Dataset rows
=-=-=
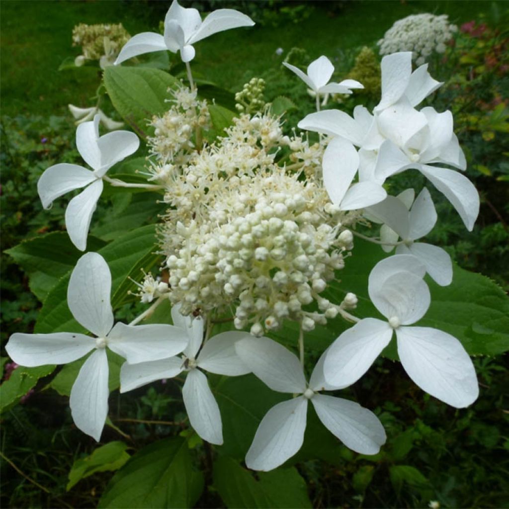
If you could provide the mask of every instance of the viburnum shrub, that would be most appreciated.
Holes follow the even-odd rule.
[[[98,249],[82,254],[68,282],[61,280],[50,292],[52,307],[43,308],[45,321],[36,333],[13,334],[7,350],[25,366],[72,362],[92,352],[73,381],[70,404],[76,426],[98,441],[108,415],[109,350],[123,359],[121,392],[185,377],[189,424],[216,445],[235,440],[223,436],[222,422],[237,403],[221,398],[220,409],[218,403],[227,377],[240,377],[242,387],[245,376],[254,375],[284,394],[254,412],[256,433],[240,431],[251,433],[243,450],[249,468],[270,470],[297,453],[309,402],[347,447],[376,454],[386,440],[382,425],[372,411],[341,397],[341,390],[366,373],[394,335],[397,354],[387,354],[399,357],[424,391],[457,408],[478,394],[468,354],[506,347],[497,331],[500,312],[486,303],[487,295],[500,297],[498,289],[455,268],[445,251],[423,241],[437,220],[428,189],[392,195],[391,180],[419,172],[469,231],[479,195],[462,173],[465,158],[451,112],[422,105],[442,83],[427,64],[412,70],[411,52],[383,58],[378,105],[372,111],[358,105],[353,117],[321,108],[329,94],[351,94],[361,83],[331,81],[334,68],[325,56],[305,72],[286,64],[310,89],[317,110],[293,130],[284,131],[275,101],[265,104],[258,89],[252,93],[262,110],[247,112],[246,105],[252,105],[248,92],[261,86],[258,81],[245,88],[237,112],[202,96],[190,64],[194,45],[253,24],[232,9],[202,21],[195,9],[174,0],[163,34],[134,36],[106,67],[106,89],[143,138],[146,159],[128,159],[139,150],[133,132],[101,135],[96,114],[76,130],[87,167],[48,168],[39,180],[39,196],[47,208],[83,189],[65,213],[69,236],[81,251],[91,249],[89,232],[105,187],[109,195],[131,193],[133,200],[146,194],[163,213],[154,219],[155,232],[133,227],[124,237],[106,236]],[[127,65],[166,50],[180,54],[188,83]],[[140,170],[135,174],[126,169],[132,161]],[[358,256],[369,262],[357,264],[363,272],[352,277],[349,266]],[[159,273],[145,273],[133,292],[131,280],[161,259]],[[146,309],[128,324],[116,323],[114,311],[134,294]],[[66,308],[60,318],[58,295],[63,298],[58,306]],[[472,335],[474,323],[481,325]],[[207,373],[213,374],[210,381]],[[248,408],[254,395],[241,392]]]

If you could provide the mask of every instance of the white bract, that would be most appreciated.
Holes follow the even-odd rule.
[[[367,371],[395,332],[398,352],[407,373],[421,389],[462,408],[479,393],[473,365],[456,338],[437,329],[409,327],[424,316],[430,291],[423,265],[398,254],[379,262],[370,274],[368,293],[387,319],[364,318],[343,332],[329,347],[324,363],[328,383],[353,383]]]
[[[87,248],[90,221],[102,192],[102,178],[116,163],[138,150],[139,140],[132,132],[116,131],[100,137],[99,115],[94,120],[78,126],[76,145],[81,157],[93,171],[77,164],[61,163],[45,170],[37,182],[37,190],[45,209],[53,201],[69,191],[87,186],[69,203],[65,212],[67,233],[72,243],[81,251]]]
[[[164,35],[143,32],[131,37],[121,50],[115,65],[145,53],[165,50],[180,51],[182,61],[189,62],[194,58],[194,43],[224,30],[254,24],[248,16],[232,9],[214,11],[202,21],[195,9],[182,7],[173,0],[164,18]]]
[[[407,190],[413,192],[413,190]],[[382,242],[395,243],[401,237],[404,242],[396,247],[397,254],[413,255],[425,265],[426,272],[437,283],[441,286],[450,284],[453,280],[450,257],[441,247],[415,242],[427,235],[437,222],[436,211],[430,192],[426,187],[417,197],[409,212],[407,204],[392,196],[388,196],[383,202],[370,207],[369,212],[386,227],[380,230]],[[388,252],[394,246],[382,247]]]
[[[249,468],[271,470],[299,450],[304,440],[309,400],[324,426],[350,449],[376,454],[385,443],[385,432],[373,412],[353,401],[318,393],[350,385],[333,386],[325,381],[325,354],[308,384],[296,356],[268,337],[242,340],[235,349],[249,370],[273,390],[300,394],[276,405],[262,419],[246,456]]]
[[[71,390],[71,413],[76,426],[99,441],[108,413],[107,347],[132,363],[182,352],[187,334],[173,325],[114,326],[110,301],[111,275],[104,259],[90,252],[71,274],[67,303],[76,321],[96,337],[77,332],[13,334],[6,350],[22,366],[67,364],[94,350],[81,366]]]
[[[120,392],[132,390],[155,380],[173,378],[183,371],[187,372],[182,397],[189,422],[204,440],[220,445],[223,443],[221,414],[207,377],[201,370],[229,376],[248,373],[249,369],[235,353],[235,345],[249,334],[233,331],[222,332],[211,338],[202,348],[203,320],[183,316],[179,307],[174,306],[172,308],[172,317],[175,326],[189,337],[183,355],[168,355],[167,358],[135,364],[128,360],[120,370]]]

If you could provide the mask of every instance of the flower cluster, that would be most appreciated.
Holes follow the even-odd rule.
[[[446,14],[413,14],[396,21],[377,44],[382,55],[412,51],[413,59],[420,65],[433,51],[443,53],[457,30]]]
[[[82,65],[86,60],[99,60],[103,69],[112,65],[120,49],[131,38],[122,26],[118,24],[87,25],[80,23],[72,31],[72,45],[80,46],[83,54],[74,63]]]

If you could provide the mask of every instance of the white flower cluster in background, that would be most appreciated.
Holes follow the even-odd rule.
[[[381,55],[412,51],[413,60],[420,65],[434,51],[443,53],[457,30],[446,14],[413,14],[396,21],[377,44]]]

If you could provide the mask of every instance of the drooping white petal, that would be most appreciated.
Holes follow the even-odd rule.
[[[422,318],[431,300],[430,290],[422,278],[404,271],[387,277],[381,290],[369,288],[368,292],[371,301],[384,317],[388,320],[396,317],[405,325]]]
[[[382,201],[387,191],[376,182],[357,182],[345,195],[340,207],[341,210],[357,210]]]
[[[479,193],[464,175],[453,169],[426,164],[419,169],[450,202],[467,229],[471,232],[479,214]]]
[[[399,254],[400,248],[403,247],[398,246],[396,252]],[[441,247],[423,242],[416,242],[407,249],[424,264],[426,272],[438,285],[447,286],[452,282],[453,262],[450,257]]]
[[[76,427],[98,442],[108,415],[108,359],[99,348],[81,366],[71,389],[69,406]]]
[[[78,152],[87,164],[94,169],[98,169],[101,166],[101,151],[97,145],[100,120],[100,116],[96,115],[93,120],[80,124],[76,130]]]
[[[184,369],[180,357],[171,357],[149,362],[129,364],[120,368],[120,392],[127,392],[156,380],[176,377]]]
[[[111,275],[100,254],[89,252],[78,260],[67,288],[67,303],[76,321],[99,337],[113,326],[110,302]]]
[[[131,37],[120,50],[115,61],[118,65],[126,60],[152,51],[162,51],[168,48],[164,43],[164,38],[160,34],[154,32],[142,32]]]
[[[87,237],[92,214],[97,206],[97,201],[102,192],[102,180],[99,179],[90,184],[67,206],[65,211],[65,225],[72,243],[79,249],[87,248]]]
[[[325,189],[332,203],[338,205],[359,167],[359,155],[355,148],[343,138],[333,138],[324,152],[322,167]]]
[[[217,402],[200,370],[191,370],[182,387],[184,404],[194,431],[211,444],[223,443],[222,423]]]
[[[235,343],[252,336],[247,332],[229,331],[211,337],[204,345],[198,356],[200,367],[218,375],[234,377],[249,373],[235,351]]]
[[[193,44],[218,32],[241,26],[252,26],[254,24],[254,22],[248,16],[238,11],[233,9],[219,9],[211,12],[205,18],[187,42],[190,44]]]
[[[402,327],[398,352],[408,376],[423,390],[463,408],[479,395],[473,364],[456,337],[436,329]]]
[[[343,136],[359,147],[365,134],[361,125],[344,111],[338,109],[311,113],[302,119],[297,126],[299,129],[307,131]]]
[[[410,75],[405,95],[412,106],[417,106],[443,84],[431,77],[428,72],[428,64],[424,64]]]
[[[268,337],[248,337],[235,344],[237,353],[264,383],[279,392],[306,390],[299,359],[282,345]]]
[[[101,136],[97,144],[101,151],[101,168],[96,174],[102,177],[114,164],[138,150],[139,138],[129,131],[116,131]]]
[[[324,426],[347,447],[360,454],[376,454],[385,443],[378,417],[354,401],[316,394],[311,398]]]
[[[45,209],[69,191],[84,187],[96,180],[92,172],[77,164],[61,163],[44,171],[37,182],[37,191]]]
[[[187,346],[187,334],[180,327],[162,324],[115,324],[108,334],[108,346],[129,364],[173,357]]]
[[[334,66],[324,55],[312,62],[307,66],[307,75],[313,83],[314,90],[317,91],[329,82],[334,72]]]
[[[375,108],[381,111],[391,106],[404,95],[412,74],[410,51],[386,55],[380,64],[382,72],[382,99]]]
[[[427,235],[437,222],[437,211],[430,191],[424,187],[419,193],[410,210],[410,238],[417,240]]]
[[[389,344],[392,329],[386,322],[364,318],[347,329],[329,347],[323,372],[327,383],[348,387],[369,369]]]
[[[304,83],[307,86],[311,89],[312,90],[314,90],[316,92],[316,89],[315,88],[315,83],[311,80],[309,77],[305,73],[303,72],[302,71],[299,69],[298,67],[296,67],[294,65],[292,65],[291,64],[288,64],[287,62],[283,62],[283,65],[285,66],[287,69],[289,69],[292,72],[294,72],[300,78],[300,79],[304,81]]]
[[[95,347],[94,338],[75,332],[22,334],[9,338],[5,349],[17,364],[31,367],[45,364],[67,364]]]
[[[304,441],[307,411],[307,400],[302,397],[272,407],[260,423],[246,455],[247,467],[266,472],[295,454]]]

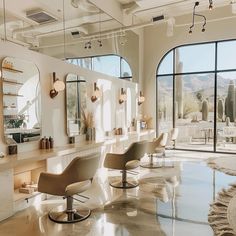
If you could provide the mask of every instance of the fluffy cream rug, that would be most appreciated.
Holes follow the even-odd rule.
[[[236,175],[236,157],[215,157],[207,160],[209,167],[228,175]]]
[[[216,236],[236,235],[236,183],[223,189],[211,204],[208,221]]]

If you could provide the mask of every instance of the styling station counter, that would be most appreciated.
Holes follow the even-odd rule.
[[[61,173],[75,157],[94,152],[101,153],[101,167],[107,152],[123,152],[132,142],[151,140],[154,136],[154,130],[145,130],[115,135],[97,142],[84,141],[0,159],[0,221],[40,201],[42,195],[37,190],[22,193],[20,189],[22,183],[35,185],[41,172]]]

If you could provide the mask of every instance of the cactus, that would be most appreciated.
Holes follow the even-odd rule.
[[[234,122],[234,104],[235,104],[235,91],[234,81],[231,80],[228,87],[228,95],[225,99],[225,115],[230,118],[231,122]]]
[[[229,126],[229,125],[230,125],[230,118],[229,118],[229,117],[226,117],[226,119],[225,119],[225,124],[226,124],[226,126]]]
[[[202,102],[202,120],[208,121],[208,101]]]
[[[220,121],[223,121],[224,103],[222,99],[218,100],[217,113],[218,113],[218,119]]]
[[[183,63],[179,61],[179,50],[176,50],[176,71],[177,73],[182,73]],[[183,118],[184,116],[184,106],[183,106],[183,78],[182,75],[176,76],[175,79],[175,99],[178,103],[177,114],[178,118]]]

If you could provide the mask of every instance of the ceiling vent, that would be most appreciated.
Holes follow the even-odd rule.
[[[70,32],[73,38],[79,38],[80,32],[78,30]]]
[[[153,17],[152,18],[152,22],[155,23],[155,22],[158,22],[160,20],[164,20],[164,16],[163,15],[160,15],[160,16],[156,16],[156,17]]]
[[[26,12],[26,17],[37,22],[38,24],[46,24],[57,21],[51,14],[42,9],[35,9]]]

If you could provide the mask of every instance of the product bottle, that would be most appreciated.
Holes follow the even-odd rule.
[[[53,148],[54,140],[53,140],[53,138],[51,136],[49,137],[49,143],[50,143],[50,148]]]
[[[41,140],[41,149],[45,149],[46,148],[46,137],[44,136],[44,138],[42,138]]]
[[[49,139],[46,138],[46,149],[49,149],[50,148],[50,142],[49,142]]]

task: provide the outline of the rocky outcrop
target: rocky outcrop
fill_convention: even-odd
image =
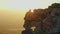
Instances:
[[[24,20],[26,30],[36,27],[34,34],[60,32],[60,3],[54,3],[46,9],[34,9],[33,12],[29,10]]]

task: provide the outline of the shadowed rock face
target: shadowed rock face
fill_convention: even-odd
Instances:
[[[53,34],[60,32],[60,3],[54,3],[47,9],[29,10],[24,18],[23,27],[28,30],[35,26],[34,34]]]

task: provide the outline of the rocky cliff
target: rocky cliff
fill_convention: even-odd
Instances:
[[[60,32],[60,3],[53,3],[46,9],[29,10],[24,18],[23,27],[28,30],[35,26],[34,34]]]

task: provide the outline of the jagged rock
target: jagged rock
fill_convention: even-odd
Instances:
[[[35,34],[60,32],[60,3],[54,3],[46,9],[29,10],[24,18],[26,30],[35,26]]]

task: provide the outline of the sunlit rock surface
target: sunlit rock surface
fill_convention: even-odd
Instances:
[[[60,3],[46,9],[29,10],[24,18],[25,30],[35,26],[34,34],[57,34],[60,32]]]

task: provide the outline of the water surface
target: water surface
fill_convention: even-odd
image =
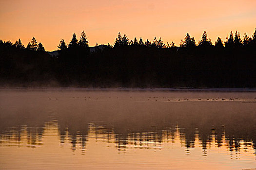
=-=-=
**Exercise brief**
Count the lines in the items above that contain the string "water", treating case as significant, and give only the number.

**Exercise response**
2